* [BRIEF] Please extract each line in the records below that contains the word "rocky". Case counts.

* [RECORDS SUPPLIED]
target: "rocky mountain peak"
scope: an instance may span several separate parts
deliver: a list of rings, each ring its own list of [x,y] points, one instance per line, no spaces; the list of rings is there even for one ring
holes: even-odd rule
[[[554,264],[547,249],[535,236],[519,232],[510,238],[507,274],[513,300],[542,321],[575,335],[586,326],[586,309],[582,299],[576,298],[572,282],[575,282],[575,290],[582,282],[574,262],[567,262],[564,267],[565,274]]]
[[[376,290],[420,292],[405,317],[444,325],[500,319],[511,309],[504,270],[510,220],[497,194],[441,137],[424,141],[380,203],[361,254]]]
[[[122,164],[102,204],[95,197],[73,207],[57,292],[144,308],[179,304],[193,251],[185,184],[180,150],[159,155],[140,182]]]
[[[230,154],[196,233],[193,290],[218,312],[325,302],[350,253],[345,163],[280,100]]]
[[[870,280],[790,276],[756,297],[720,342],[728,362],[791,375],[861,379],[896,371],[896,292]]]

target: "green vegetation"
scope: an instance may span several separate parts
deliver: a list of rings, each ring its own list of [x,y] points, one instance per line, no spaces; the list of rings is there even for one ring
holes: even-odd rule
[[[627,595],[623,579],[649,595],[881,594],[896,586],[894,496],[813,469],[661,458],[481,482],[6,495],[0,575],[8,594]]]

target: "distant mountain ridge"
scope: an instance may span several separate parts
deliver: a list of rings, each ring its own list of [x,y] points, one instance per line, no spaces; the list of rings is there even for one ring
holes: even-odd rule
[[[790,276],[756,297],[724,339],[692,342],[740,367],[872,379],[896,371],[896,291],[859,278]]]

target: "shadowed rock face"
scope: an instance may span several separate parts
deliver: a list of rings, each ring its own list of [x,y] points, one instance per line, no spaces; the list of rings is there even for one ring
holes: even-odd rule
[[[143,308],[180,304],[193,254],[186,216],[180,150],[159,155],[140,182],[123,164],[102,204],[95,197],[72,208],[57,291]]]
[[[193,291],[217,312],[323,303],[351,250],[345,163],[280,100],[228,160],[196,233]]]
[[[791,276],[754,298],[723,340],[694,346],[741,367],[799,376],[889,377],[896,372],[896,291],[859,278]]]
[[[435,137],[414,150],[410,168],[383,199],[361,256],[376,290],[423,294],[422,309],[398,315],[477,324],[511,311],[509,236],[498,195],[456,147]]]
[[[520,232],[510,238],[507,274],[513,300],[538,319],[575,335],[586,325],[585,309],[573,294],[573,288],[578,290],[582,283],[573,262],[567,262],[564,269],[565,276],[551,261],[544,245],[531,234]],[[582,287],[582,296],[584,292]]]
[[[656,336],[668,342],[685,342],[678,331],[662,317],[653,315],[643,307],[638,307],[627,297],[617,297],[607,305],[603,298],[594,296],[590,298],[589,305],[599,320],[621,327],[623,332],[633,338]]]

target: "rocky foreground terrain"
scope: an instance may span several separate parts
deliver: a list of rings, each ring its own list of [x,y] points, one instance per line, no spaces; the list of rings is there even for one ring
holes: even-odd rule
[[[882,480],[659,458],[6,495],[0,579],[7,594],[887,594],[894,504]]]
==
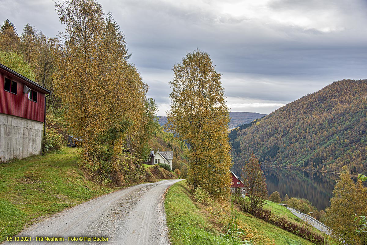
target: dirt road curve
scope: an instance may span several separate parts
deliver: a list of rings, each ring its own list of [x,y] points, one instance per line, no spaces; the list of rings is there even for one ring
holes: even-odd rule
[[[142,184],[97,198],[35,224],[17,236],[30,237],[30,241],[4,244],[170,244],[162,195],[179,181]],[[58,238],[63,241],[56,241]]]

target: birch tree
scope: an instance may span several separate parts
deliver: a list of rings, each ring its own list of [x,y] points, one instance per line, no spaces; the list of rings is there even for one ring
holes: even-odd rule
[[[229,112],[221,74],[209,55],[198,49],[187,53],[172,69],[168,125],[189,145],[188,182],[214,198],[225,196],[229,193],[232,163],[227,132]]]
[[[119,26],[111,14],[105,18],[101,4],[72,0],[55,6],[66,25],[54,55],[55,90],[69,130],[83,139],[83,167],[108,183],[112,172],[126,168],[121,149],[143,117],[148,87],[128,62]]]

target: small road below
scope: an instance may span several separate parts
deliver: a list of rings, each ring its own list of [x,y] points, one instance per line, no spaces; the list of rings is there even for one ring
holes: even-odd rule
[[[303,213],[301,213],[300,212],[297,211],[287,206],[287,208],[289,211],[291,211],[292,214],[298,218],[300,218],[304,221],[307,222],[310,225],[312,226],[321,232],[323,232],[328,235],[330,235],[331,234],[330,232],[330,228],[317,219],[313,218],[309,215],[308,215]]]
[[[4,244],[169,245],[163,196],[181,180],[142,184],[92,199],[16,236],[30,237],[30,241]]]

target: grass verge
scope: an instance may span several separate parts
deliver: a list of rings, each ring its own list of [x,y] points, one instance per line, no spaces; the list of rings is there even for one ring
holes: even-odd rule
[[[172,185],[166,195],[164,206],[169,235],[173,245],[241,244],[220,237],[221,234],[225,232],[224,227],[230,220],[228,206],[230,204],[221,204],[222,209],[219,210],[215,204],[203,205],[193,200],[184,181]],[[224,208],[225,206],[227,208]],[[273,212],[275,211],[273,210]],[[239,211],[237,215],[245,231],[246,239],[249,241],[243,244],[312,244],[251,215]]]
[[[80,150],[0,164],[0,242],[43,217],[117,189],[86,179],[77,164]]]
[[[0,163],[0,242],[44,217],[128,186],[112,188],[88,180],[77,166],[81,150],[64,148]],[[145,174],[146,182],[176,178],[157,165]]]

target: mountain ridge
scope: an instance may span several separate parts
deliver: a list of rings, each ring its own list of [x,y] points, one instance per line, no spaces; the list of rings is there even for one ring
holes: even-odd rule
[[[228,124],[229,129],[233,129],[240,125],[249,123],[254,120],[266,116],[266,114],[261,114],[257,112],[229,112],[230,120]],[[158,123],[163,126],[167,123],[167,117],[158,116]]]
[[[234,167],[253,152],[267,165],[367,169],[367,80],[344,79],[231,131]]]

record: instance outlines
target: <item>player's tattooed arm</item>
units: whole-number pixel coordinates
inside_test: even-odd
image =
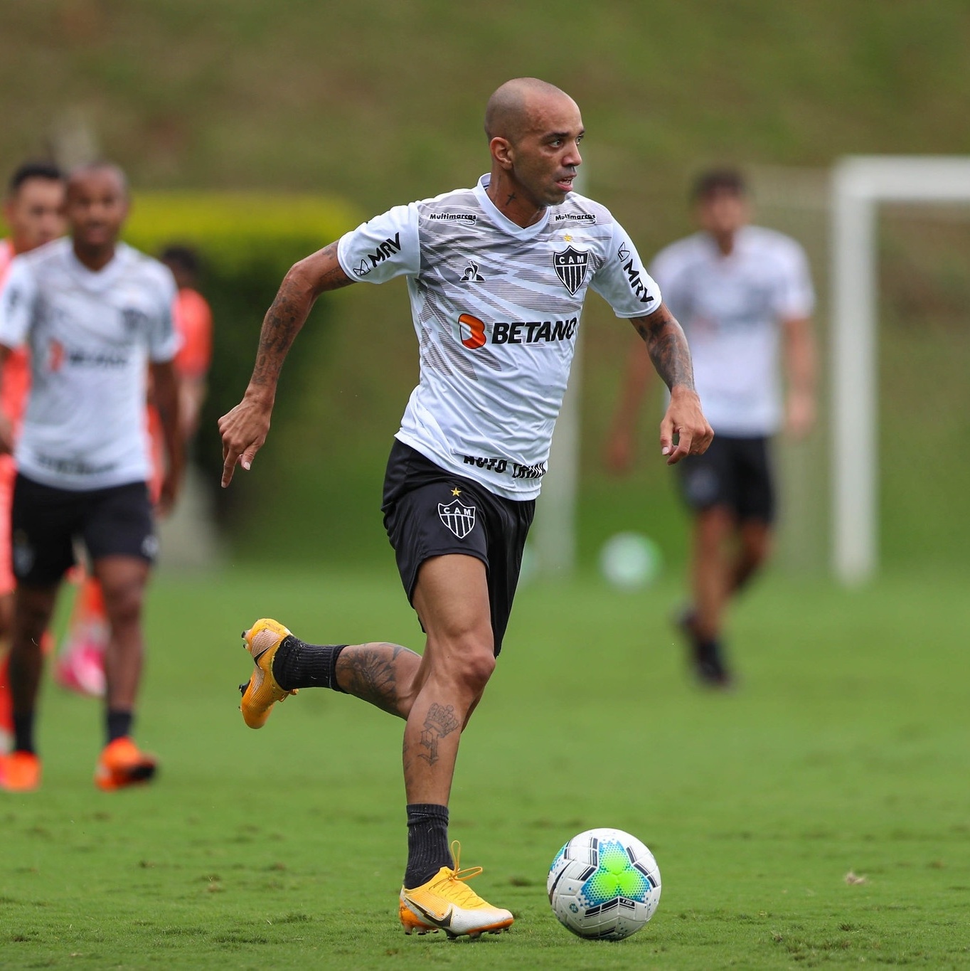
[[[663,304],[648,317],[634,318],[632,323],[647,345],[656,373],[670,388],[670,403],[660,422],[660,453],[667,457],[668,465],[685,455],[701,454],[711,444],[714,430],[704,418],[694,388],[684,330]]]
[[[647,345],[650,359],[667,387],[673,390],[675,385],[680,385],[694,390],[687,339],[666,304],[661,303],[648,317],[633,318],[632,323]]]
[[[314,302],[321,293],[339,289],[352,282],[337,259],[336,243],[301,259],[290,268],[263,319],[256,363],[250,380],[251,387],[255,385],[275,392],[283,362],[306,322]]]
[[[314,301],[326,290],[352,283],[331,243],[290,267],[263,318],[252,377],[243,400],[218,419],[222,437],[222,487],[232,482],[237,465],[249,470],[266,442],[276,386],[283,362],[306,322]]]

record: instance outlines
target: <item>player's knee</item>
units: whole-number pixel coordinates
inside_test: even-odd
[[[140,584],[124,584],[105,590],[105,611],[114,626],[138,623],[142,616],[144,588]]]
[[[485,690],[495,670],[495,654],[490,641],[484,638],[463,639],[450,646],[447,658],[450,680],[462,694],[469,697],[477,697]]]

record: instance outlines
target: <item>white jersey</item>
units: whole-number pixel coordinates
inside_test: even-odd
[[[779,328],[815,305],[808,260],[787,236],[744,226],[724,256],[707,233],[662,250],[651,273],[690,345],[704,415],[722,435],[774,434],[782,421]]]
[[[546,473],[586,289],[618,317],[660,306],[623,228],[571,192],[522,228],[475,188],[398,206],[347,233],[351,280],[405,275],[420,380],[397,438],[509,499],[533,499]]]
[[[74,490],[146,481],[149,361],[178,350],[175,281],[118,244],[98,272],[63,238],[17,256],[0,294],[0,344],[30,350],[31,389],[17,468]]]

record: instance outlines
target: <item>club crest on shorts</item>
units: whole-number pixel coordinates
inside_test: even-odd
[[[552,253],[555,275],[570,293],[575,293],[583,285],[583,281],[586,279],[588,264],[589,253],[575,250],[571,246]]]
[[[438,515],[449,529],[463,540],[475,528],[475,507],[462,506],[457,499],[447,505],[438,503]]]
* * *
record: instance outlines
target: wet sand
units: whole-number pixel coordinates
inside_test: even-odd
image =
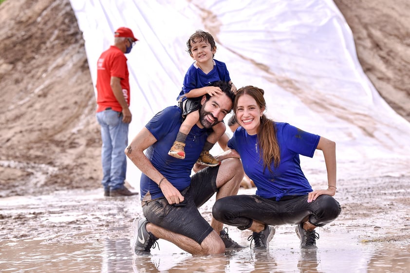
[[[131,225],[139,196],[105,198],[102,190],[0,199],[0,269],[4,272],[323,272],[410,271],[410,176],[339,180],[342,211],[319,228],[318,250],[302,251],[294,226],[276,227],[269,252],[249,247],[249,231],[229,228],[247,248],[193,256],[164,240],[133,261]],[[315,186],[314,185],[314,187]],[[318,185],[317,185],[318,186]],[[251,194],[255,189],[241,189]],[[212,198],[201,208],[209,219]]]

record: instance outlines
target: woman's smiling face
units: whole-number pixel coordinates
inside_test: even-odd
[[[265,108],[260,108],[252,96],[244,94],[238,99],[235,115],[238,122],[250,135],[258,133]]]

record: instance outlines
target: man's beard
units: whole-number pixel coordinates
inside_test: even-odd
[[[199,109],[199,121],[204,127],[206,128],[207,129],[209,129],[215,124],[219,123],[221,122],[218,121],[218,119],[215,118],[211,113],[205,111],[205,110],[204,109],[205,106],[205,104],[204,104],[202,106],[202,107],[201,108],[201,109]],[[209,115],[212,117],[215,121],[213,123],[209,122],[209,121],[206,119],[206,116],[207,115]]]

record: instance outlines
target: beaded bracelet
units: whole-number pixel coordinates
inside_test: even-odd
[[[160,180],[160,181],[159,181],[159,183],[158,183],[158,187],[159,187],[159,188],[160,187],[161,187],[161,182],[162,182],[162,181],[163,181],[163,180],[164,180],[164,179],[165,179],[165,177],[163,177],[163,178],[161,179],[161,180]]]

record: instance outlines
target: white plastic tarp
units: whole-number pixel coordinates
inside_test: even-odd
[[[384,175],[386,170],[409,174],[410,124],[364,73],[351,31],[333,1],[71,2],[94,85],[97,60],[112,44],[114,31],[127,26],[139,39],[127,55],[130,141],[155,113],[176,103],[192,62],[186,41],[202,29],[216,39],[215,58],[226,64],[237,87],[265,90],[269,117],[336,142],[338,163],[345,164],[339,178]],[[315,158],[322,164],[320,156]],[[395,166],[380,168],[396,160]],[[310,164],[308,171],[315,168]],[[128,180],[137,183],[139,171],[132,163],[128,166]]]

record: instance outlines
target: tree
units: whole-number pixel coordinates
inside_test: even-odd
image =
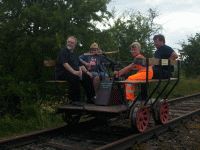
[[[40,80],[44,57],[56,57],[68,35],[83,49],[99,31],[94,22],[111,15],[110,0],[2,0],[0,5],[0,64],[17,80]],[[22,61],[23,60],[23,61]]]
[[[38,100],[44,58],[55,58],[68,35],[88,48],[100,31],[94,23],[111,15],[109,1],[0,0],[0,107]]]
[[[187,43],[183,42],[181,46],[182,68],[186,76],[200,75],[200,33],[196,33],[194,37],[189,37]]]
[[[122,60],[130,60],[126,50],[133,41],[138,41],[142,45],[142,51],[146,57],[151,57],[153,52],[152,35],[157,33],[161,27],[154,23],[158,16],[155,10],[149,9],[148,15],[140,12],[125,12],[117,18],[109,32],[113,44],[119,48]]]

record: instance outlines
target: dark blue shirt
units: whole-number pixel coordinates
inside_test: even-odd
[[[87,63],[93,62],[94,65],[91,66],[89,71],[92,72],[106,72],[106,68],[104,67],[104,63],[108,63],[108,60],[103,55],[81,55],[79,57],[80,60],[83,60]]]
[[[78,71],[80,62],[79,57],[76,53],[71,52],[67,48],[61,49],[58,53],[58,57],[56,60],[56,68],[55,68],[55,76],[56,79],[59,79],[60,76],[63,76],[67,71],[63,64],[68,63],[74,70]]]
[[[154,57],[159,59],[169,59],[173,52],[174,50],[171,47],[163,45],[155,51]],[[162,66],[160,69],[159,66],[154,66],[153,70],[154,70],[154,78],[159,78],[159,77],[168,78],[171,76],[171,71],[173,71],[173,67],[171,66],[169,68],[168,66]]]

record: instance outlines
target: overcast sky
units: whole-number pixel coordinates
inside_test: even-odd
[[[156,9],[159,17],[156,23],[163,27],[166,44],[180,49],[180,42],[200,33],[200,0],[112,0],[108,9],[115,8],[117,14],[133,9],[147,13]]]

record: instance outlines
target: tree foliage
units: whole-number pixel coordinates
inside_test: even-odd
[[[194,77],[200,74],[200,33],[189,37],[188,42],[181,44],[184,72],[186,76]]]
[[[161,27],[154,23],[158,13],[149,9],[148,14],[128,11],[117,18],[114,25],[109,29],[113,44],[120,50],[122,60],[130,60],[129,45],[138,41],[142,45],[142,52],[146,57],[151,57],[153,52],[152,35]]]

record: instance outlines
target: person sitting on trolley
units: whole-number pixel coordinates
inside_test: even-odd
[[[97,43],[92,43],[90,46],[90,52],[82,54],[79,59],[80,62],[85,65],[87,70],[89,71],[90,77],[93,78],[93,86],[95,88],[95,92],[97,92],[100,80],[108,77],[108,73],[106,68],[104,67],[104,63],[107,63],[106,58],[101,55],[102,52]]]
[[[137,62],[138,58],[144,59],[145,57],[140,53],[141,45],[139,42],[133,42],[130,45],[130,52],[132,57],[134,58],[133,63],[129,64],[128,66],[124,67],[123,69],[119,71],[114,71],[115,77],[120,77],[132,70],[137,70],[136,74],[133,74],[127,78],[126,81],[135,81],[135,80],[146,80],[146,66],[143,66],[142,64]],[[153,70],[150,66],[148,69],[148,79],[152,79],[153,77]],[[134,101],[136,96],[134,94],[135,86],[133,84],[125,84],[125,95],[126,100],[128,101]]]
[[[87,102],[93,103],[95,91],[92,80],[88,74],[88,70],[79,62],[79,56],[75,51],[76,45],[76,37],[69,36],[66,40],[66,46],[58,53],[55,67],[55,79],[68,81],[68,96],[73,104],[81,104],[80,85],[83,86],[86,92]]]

* [THE REPLY]
target: "rocky mountain peak"
target: "rocky foreground terrain"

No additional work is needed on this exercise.